====== AVAILABLE DATA

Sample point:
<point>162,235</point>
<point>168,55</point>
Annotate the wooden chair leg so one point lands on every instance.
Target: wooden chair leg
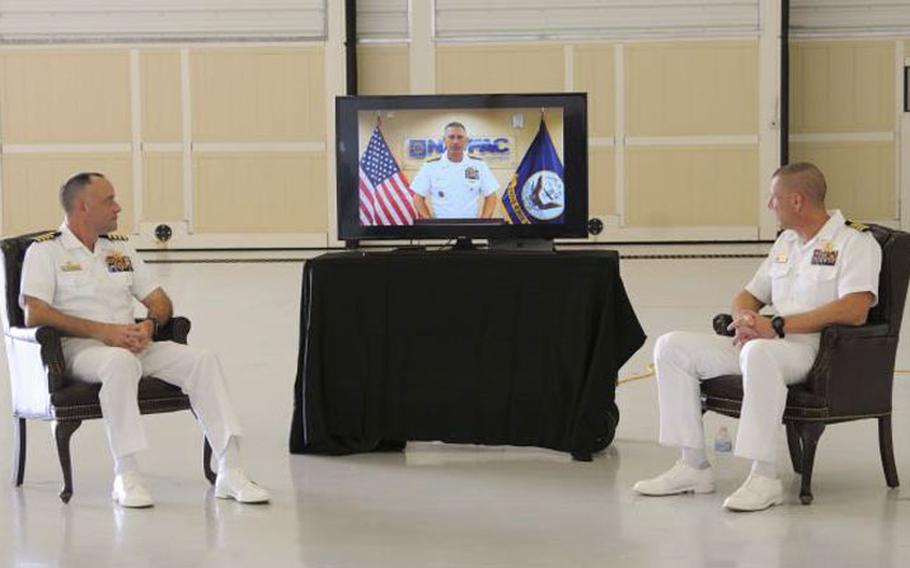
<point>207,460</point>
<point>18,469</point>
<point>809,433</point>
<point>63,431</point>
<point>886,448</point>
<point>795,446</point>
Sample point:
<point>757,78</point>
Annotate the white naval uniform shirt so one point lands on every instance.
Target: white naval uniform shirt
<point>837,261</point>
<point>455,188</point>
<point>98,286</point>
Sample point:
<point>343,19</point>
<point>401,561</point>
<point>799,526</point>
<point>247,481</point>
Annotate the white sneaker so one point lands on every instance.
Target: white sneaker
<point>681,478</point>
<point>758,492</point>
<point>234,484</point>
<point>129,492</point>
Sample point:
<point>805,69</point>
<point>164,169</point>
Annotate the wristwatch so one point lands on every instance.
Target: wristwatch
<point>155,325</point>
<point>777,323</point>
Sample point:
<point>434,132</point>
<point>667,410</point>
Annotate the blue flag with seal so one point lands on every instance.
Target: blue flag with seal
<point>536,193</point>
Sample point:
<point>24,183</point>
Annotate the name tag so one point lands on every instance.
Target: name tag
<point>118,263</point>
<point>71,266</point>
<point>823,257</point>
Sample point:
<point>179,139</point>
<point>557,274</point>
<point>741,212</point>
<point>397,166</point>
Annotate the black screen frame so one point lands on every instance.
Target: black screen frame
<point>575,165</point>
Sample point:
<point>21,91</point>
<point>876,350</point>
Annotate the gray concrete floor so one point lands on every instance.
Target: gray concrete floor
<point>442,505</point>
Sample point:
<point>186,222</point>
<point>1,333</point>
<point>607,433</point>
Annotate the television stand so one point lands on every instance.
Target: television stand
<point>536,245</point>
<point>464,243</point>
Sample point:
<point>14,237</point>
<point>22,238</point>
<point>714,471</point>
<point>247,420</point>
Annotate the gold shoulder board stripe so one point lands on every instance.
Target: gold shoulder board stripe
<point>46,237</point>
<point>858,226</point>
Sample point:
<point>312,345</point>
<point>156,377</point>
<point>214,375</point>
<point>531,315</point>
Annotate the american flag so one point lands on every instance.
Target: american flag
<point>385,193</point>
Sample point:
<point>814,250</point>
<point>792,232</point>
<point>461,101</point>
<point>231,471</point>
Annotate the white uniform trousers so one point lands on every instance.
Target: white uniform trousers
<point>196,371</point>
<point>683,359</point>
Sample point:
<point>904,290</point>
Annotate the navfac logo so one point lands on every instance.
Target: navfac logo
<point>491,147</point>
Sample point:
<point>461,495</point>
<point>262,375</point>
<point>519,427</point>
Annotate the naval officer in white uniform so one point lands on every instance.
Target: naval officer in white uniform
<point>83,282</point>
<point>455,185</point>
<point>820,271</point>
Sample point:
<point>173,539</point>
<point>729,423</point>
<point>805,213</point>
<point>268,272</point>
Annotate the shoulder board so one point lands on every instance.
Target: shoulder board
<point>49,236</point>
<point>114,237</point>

============

PROBLEM DETAILS: Only the lines above from the line with "<point>231,471</point>" to the line with "<point>729,423</point>", those two lines included, should be reproduced exactly.

PROBLEM SOLUTION:
<point>231,471</point>
Annotate the white uniform trousers so one point lands on every instance.
Target: white uniform trousers
<point>196,371</point>
<point>683,359</point>
Sample point:
<point>904,290</point>
Annotate the navfac logo so one point lands on every instance.
Target: navfac logo
<point>491,147</point>
Sample point:
<point>461,495</point>
<point>262,375</point>
<point>519,427</point>
Annotate the naval officer in white uniform so one point lands on every instance.
Target: naval officer in white uniform
<point>83,282</point>
<point>455,185</point>
<point>820,271</point>
Sample point:
<point>173,539</point>
<point>729,423</point>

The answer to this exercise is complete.